#### Given records

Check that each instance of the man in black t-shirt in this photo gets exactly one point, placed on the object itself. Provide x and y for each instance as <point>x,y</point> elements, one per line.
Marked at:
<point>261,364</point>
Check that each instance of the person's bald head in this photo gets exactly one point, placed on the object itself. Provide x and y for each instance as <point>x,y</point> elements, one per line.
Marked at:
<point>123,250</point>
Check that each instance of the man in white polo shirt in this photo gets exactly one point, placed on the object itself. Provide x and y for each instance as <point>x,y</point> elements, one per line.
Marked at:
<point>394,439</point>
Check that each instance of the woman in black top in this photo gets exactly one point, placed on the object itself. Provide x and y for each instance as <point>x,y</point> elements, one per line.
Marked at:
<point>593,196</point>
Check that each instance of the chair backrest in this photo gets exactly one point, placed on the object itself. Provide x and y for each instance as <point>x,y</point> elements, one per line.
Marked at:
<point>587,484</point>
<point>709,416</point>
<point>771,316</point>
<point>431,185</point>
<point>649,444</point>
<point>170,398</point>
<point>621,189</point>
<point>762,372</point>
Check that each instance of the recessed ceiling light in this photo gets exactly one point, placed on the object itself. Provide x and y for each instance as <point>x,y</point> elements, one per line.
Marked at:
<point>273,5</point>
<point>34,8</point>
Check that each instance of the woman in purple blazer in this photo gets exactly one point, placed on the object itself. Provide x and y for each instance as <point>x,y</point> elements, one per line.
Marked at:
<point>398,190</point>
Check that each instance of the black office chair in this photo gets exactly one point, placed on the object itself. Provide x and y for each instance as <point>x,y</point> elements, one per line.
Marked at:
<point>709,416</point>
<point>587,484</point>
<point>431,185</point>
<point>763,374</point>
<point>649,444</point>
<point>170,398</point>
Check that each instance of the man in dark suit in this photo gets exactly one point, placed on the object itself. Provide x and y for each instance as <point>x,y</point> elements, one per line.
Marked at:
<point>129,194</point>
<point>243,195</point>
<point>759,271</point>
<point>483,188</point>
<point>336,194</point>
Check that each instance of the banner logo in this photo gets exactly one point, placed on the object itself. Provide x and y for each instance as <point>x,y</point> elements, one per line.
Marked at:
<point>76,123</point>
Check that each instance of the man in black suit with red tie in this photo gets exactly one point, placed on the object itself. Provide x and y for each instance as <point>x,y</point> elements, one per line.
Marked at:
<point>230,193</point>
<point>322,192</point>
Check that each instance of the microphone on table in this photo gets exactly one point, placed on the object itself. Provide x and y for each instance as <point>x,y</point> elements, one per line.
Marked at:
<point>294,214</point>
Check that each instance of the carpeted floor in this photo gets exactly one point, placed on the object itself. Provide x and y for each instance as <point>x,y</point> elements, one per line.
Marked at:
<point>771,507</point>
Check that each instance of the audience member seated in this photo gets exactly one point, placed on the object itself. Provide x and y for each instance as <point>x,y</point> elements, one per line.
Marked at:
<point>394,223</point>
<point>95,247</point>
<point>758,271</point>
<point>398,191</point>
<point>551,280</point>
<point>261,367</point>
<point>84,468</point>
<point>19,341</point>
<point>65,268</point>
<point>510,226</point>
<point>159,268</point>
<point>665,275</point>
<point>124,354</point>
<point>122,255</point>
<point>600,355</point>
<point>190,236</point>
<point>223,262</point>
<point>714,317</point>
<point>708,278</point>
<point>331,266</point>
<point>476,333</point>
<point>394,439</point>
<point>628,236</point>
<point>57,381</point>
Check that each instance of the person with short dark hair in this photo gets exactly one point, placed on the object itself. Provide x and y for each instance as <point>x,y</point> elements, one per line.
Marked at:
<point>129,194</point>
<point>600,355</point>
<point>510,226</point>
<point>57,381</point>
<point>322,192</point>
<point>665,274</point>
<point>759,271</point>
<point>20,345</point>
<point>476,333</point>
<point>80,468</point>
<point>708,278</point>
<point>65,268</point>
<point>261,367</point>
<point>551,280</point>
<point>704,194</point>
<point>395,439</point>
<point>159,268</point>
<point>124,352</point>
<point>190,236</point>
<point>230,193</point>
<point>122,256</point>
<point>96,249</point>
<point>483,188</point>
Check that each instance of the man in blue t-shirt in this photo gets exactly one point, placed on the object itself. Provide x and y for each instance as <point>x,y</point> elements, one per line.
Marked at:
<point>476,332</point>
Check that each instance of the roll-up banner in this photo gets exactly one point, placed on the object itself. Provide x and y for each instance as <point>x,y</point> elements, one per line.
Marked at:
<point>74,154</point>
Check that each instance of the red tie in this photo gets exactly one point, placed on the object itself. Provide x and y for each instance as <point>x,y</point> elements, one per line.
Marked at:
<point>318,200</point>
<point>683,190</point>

#### Work to do
Render every line of the data above as a JSON list of strings, one string per line, leaving out blank lines.

#### The solution
[
  "Check that each instance of the man in black t-shirt in this photo gets exactly one point, placed on the object itself. Provide x and y for each instance as <point>x,y</point> elements, one per line.",
  "Marked at:",
  "<point>261,364</point>",
  "Check that each instance of the person's bald head in this photo gets exactly one point, placed on the object itself. Provide x and y for each instance as <point>x,y</point> elements, one per line.",
  "Marked at:",
  "<point>123,250</point>",
  "Check that each instance of the man in white polo shirt in this photo gets exactly one point, placed on the object itself. Provide x and y for each instance as <point>x,y</point> elements, one per line.",
  "Marked at:",
  "<point>394,439</point>",
  "Check that each instance of the woman in black top in this photo gets exactly one point, placed on the object itself. Provide x and y for each instance as <point>x,y</point> elements, one per line.",
  "Marked at:",
  "<point>593,196</point>",
  "Check that each instance of the chair backrest in this photo gets exactly one point, placed on the object itself. Provide x and y for each instance as <point>x,y</point> elements, one per line.",
  "Marked at:",
  "<point>587,484</point>",
  "<point>709,416</point>",
  "<point>771,316</point>",
  "<point>431,185</point>",
  "<point>649,444</point>",
  "<point>170,398</point>",
  "<point>621,189</point>",
  "<point>762,372</point>",
  "Check that each instance of the recessed ceiling light in this photo gets exactly one point, placed on the object itself. Provide x and y for each instance as <point>x,y</point> elements, one per line.",
  "Marked at:",
  "<point>273,5</point>",
  "<point>34,8</point>",
  "Check that each instance of the woman in purple blazer in this photo gets exactly one point, placed on the object itself. Provide x and y for each instance as <point>x,y</point> elements, one per line.",
  "Marked at:",
  "<point>398,190</point>",
  "Check that each instance of the black office chair in this photo gets exactly one point, placed on the object itself. Provide x and y for each instance as <point>x,y</point> elements, one per line.",
  "Marked at:",
  "<point>709,416</point>",
  "<point>587,484</point>",
  "<point>431,185</point>",
  "<point>763,374</point>",
  "<point>649,444</point>",
  "<point>170,398</point>",
  "Check that each instance of the man in dark suit in this photo gets exactly one point, placed on the object itself. Provide x and y for each instance as <point>x,y</point> elements, one per line.",
  "Marked at:",
  "<point>129,194</point>",
  "<point>243,195</point>",
  "<point>759,271</point>",
  "<point>483,188</point>",
  "<point>336,194</point>",
  "Check that each instance of the banner logo in this photo gets exactly one point, placed on the object itself. Provide x and y for each instance as <point>x,y</point> elements, one per line.",
  "Marked at:",
  "<point>76,123</point>",
  "Check that each instance of the man in black suit with red tie in this photo gets exactly one point, placed on the object itself. Provide x and y for each instance as <point>x,y</point> elements, one per line.",
  "Marked at:",
  "<point>230,193</point>",
  "<point>322,192</point>",
  "Check that each instance of the microphone on table in this photo gets exactly one point, placed on the object itself. Provide x and y for each instance as <point>x,y</point> elements, one per line.",
  "Marked at:",
  "<point>294,214</point>",
  "Check that each instance of the carpeted floor in this photo gets exactly one point, placed on the object itself. Provide x and y for each instance as <point>x,y</point> elements, one per line.",
  "Marked at:",
  "<point>771,507</point>",
  "Check that each instance of the audience member seated in this photo gets exactly one point, placed on the object itself. Provide x and y for each instance as <point>x,y</point> elements, one per line.",
  "Marked at:",
  "<point>394,223</point>",
  "<point>95,247</point>",
  "<point>758,271</point>",
  "<point>398,191</point>",
  "<point>551,280</point>",
  "<point>261,367</point>",
  "<point>84,468</point>",
  "<point>19,341</point>",
  "<point>65,268</point>",
  "<point>510,226</point>",
  "<point>159,268</point>",
  "<point>665,275</point>",
  "<point>124,354</point>",
  "<point>122,255</point>",
  "<point>600,355</point>",
  "<point>190,236</point>",
  "<point>223,262</point>",
  "<point>714,317</point>",
  "<point>708,278</point>",
  "<point>331,266</point>",
  "<point>476,333</point>",
  "<point>394,439</point>",
  "<point>628,236</point>",
  "<point>57,381</point>",
  "Check that each instance of the person with short dark hair in this photo gets exactly one point, placed on the object itself. Provide x and y for each instance as <point>x,y</point> elements, one per line.",
  "Marked at:",
  "<point>129,194</point>",
  "<point>600,355</point>",
  "<point>510,226</point>",
  "<point>57,381</point>",
  "<point>322,192</point>",
  "<point>665,274</point>",
  "<point>759,271</point>",
  "<point>20,345</point>",
  "<point>476,333</point>",
  "<point>80,468</point>",
  "<point>708,278</point>",
  "<point>65,268</point>",
  "<point>261,367</point>",
  "<point>551,280</point>",
  "<point>704,194</point>",
  "<point>395,439</point>",
  "<point>159,268</point>",
  "<point>124,352</point>",
  "<point>190,236</point>",
  "<point>230,193</point>",
  "<point>122,256</point>",
  "<point>96,249</point>",
  "<point>483,188</point>",
  "Check that each instance of the man in blue t-shirt in this photo gets exactly one point, placed on the object itself. Provide x and y for each instance as <point>x,y</point> elements, one per line.",
  "Marked at:",
  "<point>476,332</point>",
  "Check that each instance of the roll-up banner in this photo gets exactly one point, placed on the object itself. Provide x and y for each instance as <point>x,y</point> elements, one per line.",
  "Marked at:",
  "<point>74,154</point>",
  "Check that each instance of the red tie in this photo gets exactly one point, placed on the object itself. Provide x and y for each instance as <point>x,y</point> elements, one per line.",
  "Marked at:",
  "<point>318,200</point>",
  "<point>683,190</point>"
]